** START **
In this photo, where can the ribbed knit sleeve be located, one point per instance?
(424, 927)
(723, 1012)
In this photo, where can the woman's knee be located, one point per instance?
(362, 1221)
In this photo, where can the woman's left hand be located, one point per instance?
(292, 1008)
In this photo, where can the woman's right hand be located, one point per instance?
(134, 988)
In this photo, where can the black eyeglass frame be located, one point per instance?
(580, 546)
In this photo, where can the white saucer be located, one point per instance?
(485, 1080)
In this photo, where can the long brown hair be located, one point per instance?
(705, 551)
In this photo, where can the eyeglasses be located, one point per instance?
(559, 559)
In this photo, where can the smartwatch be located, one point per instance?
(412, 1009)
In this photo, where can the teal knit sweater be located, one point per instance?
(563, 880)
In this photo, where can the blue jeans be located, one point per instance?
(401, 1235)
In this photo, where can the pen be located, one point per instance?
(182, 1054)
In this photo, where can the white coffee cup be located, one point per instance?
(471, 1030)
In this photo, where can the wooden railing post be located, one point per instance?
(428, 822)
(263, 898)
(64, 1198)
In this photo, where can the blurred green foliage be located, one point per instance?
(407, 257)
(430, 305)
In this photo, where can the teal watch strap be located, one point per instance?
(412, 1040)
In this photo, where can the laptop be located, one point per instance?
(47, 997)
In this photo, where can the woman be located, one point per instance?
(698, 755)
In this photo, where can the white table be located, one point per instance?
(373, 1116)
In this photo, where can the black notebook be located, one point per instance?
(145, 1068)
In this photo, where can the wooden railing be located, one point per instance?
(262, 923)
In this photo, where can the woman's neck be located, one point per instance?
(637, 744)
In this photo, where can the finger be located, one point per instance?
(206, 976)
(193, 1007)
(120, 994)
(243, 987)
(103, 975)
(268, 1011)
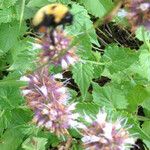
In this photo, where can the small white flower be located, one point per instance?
(45, 111)
(144, 6)
(24, 78)
(72, 106)
(88, 119)
(36, 46)
(64, 64)
(122, 13)
(62, 90)
(89, 139)
(70, 59)
(129, 141)
(108, 130)
(101, 117)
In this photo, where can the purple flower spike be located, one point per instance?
(43, 88)
(138, 13)
(56, 118)
(104, 135)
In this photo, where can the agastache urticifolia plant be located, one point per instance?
(101, 133)
(138, 13)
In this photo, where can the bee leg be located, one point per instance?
(63, 26)
(52, 36)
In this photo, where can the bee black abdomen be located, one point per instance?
(48, 21)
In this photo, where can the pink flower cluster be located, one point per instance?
(61, 53)
(48, 99)
(106, 135)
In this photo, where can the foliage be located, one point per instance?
(127, 69)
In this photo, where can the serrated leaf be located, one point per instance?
(82, 19)
(136, 96)
(7, 3)
(144, 60)
(146, 127)
(34, 143)
(119, 58)
(11, 139)
(87, 107)
(84, 47)
(98, 8)
(9, 34)
(83, 74)
(5, 15)
(143, 34)
(109, 96)
(37, 3)
(22, 53)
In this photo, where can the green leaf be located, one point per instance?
(20, 116)
(119, 58)
(98, 8)
(22, 53)
(136, 96)
(7, 3)
(82, 19)
(83, 74)
(10, 97)
(84, 47)
(37, 3)
(5, 15)
(34, 143)
(142, 34)
(146, 127)
(109, 96)
(9, 34)
(144, 60)
(11, 139)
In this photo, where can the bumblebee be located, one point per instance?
(52, 15)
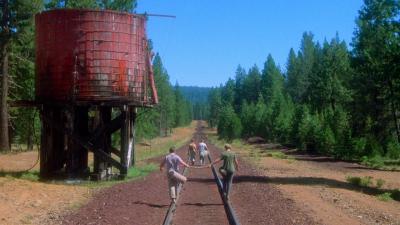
** END **
DIRECTIONS FOR THIS TASK:
Lay out the data from its first line up to and including the line with "(412, 1009)" as a Markdown table with two columns, Row and Line, giving each row a number and leaving out blank lines.

ANSWER IN FULL:
| Row | Line |
|---|---|
| 1 | In this photo, where can the ribbed knit sleeve be located, one point per instance? |
| 2 | (424, 927) |
| 3 | (723, 1012) |
| 4 | In this photo, where can the woman's knee be located, one point per instance? |
| 5 | (362, 1221) |
| 6 | In this photo, where can the woman's left hand be located, one point per instance? |
| 7 | (292, 1008) |
| 8 | In this photo, where can the woman's right hand be located, one point per instance? |
| 9 | (134, 988) |
| 10 | In this photo, where can the black eyeglass frame be located, one point per instance? |
| 11 | (580, 546) |
| 12 | In this photo, where can the white saucer be located, one point per instance? |
| 13 | (485, 1080) |
| 14 | In this photo, where can the long brown hair be located, one point per instance? |
| 15 | (705, 551) |
| 16 | In this photo, where can the eyeglasses be located, one point per instance? |
| 17 | (559, 559) |
| 18 | In this photo, where can the smartwatch be located, one point per instance? |
| 19 | (412, 1009) |